## WHAT THIS TASK INVOLVES
Please count the lines in the entries below that contain the word "shirt". Reply with only that number.

Start

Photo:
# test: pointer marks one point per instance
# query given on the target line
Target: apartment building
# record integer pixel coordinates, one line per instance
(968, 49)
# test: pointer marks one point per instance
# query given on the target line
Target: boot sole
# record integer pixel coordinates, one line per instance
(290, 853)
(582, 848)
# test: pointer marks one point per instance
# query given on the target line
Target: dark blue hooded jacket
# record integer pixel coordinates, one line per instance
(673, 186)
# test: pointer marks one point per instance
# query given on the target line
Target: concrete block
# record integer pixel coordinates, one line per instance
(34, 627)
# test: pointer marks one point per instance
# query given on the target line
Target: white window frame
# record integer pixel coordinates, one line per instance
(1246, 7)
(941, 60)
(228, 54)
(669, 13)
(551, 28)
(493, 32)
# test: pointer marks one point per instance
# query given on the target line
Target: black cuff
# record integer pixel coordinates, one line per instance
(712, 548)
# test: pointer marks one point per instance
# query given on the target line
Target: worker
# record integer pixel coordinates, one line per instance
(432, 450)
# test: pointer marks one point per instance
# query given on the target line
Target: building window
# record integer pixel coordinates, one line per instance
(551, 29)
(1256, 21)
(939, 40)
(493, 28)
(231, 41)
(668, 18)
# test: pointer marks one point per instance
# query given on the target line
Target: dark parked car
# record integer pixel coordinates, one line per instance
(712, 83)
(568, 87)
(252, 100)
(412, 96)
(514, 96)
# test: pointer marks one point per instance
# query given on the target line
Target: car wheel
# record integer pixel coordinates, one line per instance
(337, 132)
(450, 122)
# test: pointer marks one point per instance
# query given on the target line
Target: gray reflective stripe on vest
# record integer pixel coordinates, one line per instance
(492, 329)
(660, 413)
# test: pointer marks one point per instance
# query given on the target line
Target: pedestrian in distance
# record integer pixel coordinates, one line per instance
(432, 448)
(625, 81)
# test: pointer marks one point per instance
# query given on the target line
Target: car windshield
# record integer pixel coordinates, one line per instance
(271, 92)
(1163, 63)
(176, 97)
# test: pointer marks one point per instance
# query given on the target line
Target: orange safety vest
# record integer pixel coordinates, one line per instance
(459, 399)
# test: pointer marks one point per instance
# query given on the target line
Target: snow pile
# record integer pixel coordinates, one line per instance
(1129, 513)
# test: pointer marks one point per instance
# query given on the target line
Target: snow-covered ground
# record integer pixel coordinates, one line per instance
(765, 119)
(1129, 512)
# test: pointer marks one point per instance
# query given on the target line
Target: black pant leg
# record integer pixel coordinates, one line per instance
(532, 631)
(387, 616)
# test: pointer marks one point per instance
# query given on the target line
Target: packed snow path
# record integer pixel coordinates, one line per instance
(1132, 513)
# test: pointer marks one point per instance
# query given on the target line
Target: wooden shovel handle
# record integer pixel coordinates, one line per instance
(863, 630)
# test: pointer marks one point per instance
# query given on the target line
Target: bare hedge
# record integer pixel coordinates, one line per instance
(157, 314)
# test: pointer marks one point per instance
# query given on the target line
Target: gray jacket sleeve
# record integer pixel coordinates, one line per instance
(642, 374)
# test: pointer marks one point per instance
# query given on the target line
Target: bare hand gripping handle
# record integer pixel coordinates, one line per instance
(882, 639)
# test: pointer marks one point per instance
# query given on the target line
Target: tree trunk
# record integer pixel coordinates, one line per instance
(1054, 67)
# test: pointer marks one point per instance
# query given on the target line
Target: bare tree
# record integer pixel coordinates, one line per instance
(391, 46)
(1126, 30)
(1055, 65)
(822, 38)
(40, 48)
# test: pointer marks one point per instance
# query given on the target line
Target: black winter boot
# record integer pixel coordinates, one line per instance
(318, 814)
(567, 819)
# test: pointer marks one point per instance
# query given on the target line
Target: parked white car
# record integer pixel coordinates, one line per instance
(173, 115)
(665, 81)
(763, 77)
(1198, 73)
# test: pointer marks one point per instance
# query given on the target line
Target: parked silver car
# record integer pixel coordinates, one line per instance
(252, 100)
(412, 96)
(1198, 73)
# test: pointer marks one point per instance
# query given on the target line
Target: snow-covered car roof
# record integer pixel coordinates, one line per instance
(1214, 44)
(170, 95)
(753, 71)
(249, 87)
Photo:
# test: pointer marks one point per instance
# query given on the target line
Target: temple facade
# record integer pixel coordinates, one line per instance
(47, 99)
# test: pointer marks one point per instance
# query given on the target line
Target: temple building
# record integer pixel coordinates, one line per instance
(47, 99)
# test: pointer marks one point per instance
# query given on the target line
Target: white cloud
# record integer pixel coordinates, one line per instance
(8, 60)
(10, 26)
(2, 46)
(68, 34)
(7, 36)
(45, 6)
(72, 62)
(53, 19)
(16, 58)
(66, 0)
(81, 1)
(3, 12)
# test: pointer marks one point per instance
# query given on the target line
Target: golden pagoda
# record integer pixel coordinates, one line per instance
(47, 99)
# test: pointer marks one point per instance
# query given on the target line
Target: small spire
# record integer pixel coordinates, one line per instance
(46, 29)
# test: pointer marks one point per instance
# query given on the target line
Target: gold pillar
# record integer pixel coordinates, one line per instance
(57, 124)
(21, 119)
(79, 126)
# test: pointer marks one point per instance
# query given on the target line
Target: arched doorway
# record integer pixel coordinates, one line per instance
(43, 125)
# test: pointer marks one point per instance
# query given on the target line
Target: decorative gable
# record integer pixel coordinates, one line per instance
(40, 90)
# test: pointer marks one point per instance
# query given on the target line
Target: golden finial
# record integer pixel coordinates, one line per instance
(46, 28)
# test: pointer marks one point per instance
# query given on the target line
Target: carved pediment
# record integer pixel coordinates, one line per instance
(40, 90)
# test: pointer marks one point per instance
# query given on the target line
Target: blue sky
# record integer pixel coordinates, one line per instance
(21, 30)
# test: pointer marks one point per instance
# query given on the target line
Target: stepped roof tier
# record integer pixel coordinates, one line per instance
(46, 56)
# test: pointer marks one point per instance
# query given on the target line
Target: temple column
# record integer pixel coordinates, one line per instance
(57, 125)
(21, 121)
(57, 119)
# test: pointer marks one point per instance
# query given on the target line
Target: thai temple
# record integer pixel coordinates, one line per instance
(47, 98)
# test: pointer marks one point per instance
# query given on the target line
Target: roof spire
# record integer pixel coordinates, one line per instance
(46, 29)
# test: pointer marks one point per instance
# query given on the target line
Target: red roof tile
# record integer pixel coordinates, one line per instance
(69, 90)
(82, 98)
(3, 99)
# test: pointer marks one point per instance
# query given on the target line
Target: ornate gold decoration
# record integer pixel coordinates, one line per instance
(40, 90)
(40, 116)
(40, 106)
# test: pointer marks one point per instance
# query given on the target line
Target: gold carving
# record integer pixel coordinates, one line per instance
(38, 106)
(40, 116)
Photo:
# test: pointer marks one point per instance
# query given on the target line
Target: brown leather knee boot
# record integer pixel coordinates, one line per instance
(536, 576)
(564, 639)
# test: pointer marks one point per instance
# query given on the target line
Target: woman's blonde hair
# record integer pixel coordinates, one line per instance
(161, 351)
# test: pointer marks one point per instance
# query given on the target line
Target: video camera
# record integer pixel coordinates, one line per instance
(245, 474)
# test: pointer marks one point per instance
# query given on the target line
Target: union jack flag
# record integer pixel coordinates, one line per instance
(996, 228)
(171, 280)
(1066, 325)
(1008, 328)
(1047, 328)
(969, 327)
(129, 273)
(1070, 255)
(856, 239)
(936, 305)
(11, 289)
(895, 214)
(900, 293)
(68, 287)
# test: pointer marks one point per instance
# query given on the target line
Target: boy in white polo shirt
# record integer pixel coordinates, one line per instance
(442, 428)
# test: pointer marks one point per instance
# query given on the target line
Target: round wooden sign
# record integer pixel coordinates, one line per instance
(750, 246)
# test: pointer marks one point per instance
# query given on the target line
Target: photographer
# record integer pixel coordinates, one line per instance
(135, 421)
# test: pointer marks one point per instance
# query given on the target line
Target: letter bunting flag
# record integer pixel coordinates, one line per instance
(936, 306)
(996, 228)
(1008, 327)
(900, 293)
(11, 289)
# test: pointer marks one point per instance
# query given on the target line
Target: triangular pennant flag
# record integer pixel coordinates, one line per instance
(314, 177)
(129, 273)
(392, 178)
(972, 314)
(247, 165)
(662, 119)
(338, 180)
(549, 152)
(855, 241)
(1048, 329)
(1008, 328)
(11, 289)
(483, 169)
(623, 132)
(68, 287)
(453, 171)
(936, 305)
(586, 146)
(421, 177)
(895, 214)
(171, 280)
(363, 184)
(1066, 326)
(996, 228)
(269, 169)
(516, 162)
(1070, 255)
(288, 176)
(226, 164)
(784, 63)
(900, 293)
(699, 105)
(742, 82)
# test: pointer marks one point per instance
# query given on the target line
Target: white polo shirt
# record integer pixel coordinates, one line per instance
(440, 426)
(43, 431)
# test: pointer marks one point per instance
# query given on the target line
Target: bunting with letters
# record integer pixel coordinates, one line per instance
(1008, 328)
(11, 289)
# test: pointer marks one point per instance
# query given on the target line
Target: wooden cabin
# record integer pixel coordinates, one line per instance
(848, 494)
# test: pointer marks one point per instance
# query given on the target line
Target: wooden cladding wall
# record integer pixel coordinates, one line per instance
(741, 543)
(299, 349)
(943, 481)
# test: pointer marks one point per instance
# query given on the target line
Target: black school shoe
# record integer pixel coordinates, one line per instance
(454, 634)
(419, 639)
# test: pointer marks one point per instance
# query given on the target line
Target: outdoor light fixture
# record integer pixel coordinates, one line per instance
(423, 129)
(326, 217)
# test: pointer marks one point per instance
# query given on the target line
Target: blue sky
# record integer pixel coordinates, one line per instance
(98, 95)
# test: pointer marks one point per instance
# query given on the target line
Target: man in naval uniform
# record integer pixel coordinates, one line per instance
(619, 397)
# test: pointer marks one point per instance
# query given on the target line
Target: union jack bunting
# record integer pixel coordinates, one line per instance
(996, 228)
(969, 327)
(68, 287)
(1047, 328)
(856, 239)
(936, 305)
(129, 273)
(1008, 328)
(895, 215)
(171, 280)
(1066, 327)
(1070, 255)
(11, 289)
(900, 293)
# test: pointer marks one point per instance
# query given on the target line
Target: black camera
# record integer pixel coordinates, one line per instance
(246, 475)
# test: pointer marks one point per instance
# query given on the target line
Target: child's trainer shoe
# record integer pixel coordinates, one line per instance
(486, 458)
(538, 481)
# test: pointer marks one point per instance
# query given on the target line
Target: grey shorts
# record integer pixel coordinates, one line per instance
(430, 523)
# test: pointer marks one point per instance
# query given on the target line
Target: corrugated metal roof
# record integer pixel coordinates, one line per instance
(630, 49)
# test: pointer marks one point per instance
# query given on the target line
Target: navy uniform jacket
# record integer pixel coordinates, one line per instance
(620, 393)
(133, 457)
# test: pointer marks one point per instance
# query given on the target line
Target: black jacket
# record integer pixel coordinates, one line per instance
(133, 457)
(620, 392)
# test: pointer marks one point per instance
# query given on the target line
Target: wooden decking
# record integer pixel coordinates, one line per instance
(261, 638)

End

## ANSWER TO THIS TASK
2